Stated goal: Leave out every picture, and output exactly the lines from the line containing "[seg] neighbor's window with shutters" through the last line of the data.

[Polygon annotations for photos]
+++

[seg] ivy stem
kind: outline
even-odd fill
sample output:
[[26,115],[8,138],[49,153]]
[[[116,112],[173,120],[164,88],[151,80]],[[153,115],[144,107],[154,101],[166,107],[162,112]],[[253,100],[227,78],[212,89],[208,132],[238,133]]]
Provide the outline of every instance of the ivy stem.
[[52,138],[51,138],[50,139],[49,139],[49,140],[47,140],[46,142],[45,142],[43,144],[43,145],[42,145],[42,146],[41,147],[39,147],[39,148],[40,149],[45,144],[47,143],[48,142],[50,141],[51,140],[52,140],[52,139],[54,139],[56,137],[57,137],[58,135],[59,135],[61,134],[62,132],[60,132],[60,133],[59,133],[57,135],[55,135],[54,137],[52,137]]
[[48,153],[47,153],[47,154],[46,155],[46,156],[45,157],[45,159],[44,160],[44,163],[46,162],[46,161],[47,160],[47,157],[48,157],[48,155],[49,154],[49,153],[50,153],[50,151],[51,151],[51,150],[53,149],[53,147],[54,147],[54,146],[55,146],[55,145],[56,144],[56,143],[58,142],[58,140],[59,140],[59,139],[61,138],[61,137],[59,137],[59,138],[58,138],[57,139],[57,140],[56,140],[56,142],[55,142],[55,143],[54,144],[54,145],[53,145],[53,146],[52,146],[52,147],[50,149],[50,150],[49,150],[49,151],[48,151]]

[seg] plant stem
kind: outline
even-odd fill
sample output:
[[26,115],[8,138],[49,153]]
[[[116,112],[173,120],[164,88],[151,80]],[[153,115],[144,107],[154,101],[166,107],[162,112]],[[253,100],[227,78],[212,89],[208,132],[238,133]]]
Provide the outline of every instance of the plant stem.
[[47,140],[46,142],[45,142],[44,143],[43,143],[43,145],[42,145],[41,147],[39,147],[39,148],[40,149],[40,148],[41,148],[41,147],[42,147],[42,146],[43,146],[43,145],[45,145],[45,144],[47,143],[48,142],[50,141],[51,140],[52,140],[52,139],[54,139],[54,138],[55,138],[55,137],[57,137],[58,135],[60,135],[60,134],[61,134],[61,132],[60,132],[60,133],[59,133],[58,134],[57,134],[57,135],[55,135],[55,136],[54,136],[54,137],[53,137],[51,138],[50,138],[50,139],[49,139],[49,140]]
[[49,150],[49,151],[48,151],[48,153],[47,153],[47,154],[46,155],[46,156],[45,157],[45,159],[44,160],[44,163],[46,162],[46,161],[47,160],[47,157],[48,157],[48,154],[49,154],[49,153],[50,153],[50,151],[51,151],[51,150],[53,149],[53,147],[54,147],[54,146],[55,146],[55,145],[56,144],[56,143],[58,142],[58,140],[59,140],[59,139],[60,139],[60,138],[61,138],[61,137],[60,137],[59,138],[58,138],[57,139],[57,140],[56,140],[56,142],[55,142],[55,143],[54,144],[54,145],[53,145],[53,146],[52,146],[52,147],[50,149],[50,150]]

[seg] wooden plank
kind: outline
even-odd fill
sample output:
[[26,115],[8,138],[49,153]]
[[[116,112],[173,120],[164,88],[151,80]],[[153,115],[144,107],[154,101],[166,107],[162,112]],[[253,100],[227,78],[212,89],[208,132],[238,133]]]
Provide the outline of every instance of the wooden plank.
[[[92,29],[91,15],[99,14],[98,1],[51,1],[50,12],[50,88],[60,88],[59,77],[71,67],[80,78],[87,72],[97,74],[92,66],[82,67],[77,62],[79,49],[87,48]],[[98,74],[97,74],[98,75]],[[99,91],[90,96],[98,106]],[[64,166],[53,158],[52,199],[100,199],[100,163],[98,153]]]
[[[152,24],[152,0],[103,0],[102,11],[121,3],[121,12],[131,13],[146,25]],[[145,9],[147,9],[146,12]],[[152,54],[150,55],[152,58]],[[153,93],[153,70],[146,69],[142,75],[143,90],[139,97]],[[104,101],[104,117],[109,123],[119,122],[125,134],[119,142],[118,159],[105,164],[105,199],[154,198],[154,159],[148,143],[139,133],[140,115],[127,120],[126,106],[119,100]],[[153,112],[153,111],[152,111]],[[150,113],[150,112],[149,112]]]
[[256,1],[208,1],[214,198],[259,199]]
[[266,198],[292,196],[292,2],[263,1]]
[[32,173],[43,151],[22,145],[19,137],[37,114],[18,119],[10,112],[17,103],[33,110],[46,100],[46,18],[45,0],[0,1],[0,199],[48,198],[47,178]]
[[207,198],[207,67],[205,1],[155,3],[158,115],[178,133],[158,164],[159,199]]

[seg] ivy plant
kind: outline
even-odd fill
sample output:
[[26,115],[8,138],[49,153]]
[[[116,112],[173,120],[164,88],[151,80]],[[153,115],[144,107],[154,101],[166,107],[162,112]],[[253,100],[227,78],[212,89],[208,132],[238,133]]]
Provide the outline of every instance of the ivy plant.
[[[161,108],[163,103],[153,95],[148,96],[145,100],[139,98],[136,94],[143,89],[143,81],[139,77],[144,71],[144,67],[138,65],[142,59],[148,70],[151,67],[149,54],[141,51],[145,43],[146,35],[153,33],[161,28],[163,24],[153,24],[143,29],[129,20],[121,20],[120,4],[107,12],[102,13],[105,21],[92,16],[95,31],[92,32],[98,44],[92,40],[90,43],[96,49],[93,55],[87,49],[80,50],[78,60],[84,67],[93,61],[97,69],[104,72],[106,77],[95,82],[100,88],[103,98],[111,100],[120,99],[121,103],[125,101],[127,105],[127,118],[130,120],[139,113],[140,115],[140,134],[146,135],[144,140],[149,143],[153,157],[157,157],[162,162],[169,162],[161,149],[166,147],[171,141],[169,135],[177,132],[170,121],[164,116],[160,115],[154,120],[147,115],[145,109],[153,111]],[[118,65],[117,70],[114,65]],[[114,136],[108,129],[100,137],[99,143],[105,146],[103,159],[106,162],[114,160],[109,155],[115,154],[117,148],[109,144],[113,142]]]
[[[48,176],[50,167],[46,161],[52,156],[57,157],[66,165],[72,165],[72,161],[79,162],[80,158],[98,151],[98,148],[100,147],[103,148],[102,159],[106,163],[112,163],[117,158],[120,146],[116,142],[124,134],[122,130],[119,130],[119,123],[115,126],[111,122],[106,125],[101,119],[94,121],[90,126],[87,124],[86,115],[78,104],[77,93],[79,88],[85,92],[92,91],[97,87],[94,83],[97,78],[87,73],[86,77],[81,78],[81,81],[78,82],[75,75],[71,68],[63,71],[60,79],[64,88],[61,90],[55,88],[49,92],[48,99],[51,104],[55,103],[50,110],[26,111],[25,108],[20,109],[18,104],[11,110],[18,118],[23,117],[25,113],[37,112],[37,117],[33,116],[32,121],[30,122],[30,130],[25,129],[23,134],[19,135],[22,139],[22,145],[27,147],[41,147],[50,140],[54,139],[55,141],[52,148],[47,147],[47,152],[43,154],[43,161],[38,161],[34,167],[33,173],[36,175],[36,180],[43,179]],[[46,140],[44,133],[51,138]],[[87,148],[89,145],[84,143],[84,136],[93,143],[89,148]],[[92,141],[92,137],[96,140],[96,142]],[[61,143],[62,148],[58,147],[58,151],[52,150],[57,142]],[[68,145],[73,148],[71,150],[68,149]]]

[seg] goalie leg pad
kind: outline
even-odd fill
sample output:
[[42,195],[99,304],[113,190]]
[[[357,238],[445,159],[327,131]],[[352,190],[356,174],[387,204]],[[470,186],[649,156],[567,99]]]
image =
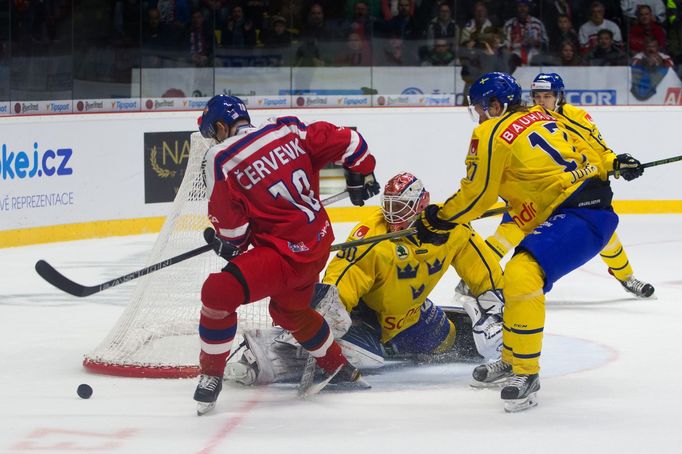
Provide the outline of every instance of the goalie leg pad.
[[303,350],[273,342],[277,331],[273,328],[244,333],[242,356],[238,361],[227,364],[225,379],[247,386],[298,379],[305,363]]
[[392,352],[435,353],[448,350],[455,341],[455,326],[443,309],[428,298],[421,307],[419,321],[387,342]]
[[343,355],[358,369],[384,366],[384,350],[379,333],[369,325],[352,326],[339,340]]
[[473,338],[478,353],[486,359],[496,359],[502,352],[501,295],[493,290],[483,293],[476,301],[465,301],[464,309],[471,317]]

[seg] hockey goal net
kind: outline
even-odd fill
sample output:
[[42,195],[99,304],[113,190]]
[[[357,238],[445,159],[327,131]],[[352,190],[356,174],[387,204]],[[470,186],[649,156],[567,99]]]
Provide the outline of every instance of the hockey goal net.
[[[210,226],[202,175],[206,150],[213,144],[193,133],[185,175],[147,264],[197,248]],[[83,365],[91,372],[128,377],[181,378],[199,373],[199,309],[201,286],[225,260],[202,254],[138,281],[120,319]],[[266,328],[272,321],[268,300],[239,308],[239,332]],[[233,344],[240,341],[239,332]]]

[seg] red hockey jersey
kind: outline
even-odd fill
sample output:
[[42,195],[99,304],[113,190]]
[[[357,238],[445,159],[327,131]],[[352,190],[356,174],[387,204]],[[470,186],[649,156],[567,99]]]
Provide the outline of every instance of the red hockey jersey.
[[217,234],[241,249],[269,246],[298,262],[319,260],[334,240],[319,198],[319,171],[329,162],[362,174],[375,164],[356,131],[296,117],[243,128],[214,145],[204,172]]

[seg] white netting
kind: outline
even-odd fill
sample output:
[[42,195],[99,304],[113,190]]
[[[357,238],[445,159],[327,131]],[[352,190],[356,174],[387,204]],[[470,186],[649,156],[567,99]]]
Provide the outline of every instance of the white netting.
[[[211,145],[199,133],[192,134],[185,176],[147,265],[204,244],[203,231],[210,223],[201,166]],[[196,375],[201,286],[209,273],[224,265],[225,260],[209,251],[140,278],[116,326],[85,356],[84,366],[112,375]],[[267,302],[240,307],[240,332],[270,325]]]

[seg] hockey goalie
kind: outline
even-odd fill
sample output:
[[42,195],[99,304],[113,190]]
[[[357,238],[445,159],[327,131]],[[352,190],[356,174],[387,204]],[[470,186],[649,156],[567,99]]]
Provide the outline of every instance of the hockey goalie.
[[[400,173],[386,184],[381,208],[358,224],[349,240],[407,229],[428,204],[422,181]],[[477,295],[463,308],[443,308],[427,298],[448,266]],[[476,361],[500,355],[501,284],[494,253],[470,225],[460,225],[439,245],[407,236],[340,251],[311,304],[359,369],[414,358]],[[226,379],[253,385],[301,377],[305,355],[288,332],[252,330],[244,338]]]

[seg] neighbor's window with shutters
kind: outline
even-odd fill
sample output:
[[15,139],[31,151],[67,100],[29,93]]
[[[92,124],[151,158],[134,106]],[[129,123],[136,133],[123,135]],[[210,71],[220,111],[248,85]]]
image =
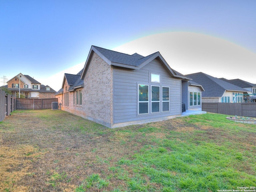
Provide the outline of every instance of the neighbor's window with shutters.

+++

Exercise output:
[seg] neighbor's window with shutters
kind: outline
even-odd fill
sample output:
[[15,139],[31,151],[67,100],[29,93]]
[[[92,124],[151,158],[134,106]],[[129,123],[136,133],[123,135]],[[210,71],[220,111],[248,85]]]
image =
Provide the outline of every instance of the neighbor's window with shutters.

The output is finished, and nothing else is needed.